■ Tasks and exercises
1. Decide whether each statement agrees with the excerpt below, answering yes or no and quoting the deciding words: (a) The collect is assigned to the Seventh Sunday of Easter. (b) The letter is dated June 3, 2011. (c) The question the letter poses concerns an ordinariate established by Pope Benedict.
2. Using the excerpt below, answer each question:
(a) Which book contains the Daily Offices mentioned at the start?
(b) Who wrote the letter and follow-up note?
(c) Whom does the collect ask God to send?

Start Excerpt

From the Daily Offices for Week of the Seventh Sunday of Easter in the Book of Divine Worship.
Collect for the Seventh Sunday of Easter.
O God, the King of glory, who hast exalted thine only Son Jesus Christ with great triumph unto thy kingdom in heaven: We beseech thee, leave us not comfortless, but send us thine Holy Ghost to comfort us, and exalt us to the same place where our Savior Christ is gone before; who liveth and reigneth with thee and the same Holy Ghost, one God, world without end. Amen.

Friday, June 3, 2011

A Important Letter, and Follow-up Note, from the Rev. Mr. Jürgen Liias

April 21, 2011

Dear Friends,

On Saturday, April 3, we concluded our most recent series. The question we were
addressing:

IS GOD RAISING UP AN ANGLICAN USE ROMAN CATHOLIC CHURCH AT CTR TO BE PART OF THE NEW ANGLICAN ORDINARIATE THAT POPE BENEDICT HAS ESTABLISHED?

End Excerpt
Start Recorded data

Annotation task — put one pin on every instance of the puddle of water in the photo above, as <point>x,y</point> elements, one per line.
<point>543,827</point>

End Recorded data

■ Solution list
1.
(a) Yes: "Collect for the Seventh Sunday of Easter."
(b) No: "April 21, 2011"
(c) Yes: "THE NEW ANGLICAN ORDINARIATE THAT POPE BENEDICT HAS ESTABLISHED"

2.
(a) The Book of Divine Worship
(b) The Rev. Mr. Jürgen Liias
(c) The Holy Ghost